» **The task**:
Return the text of every record below word for word, and leave the pictures out of your answer.

» **Records to process**:

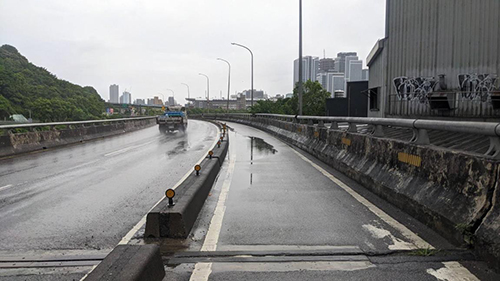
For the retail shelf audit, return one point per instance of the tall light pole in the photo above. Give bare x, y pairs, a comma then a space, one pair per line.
186, 86
208, 89
173, 97
299, 86
239, 45
228, 81
163, 100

» **Exercise output**:
For the retail shelf audit, return one point per instance of the tall light pole in the photo above. Give bare x, y pairs, a comma then a space, one pair per line.
186, 86
208, 89
173, 97
299, 86
239, 45
228, 81
163, 100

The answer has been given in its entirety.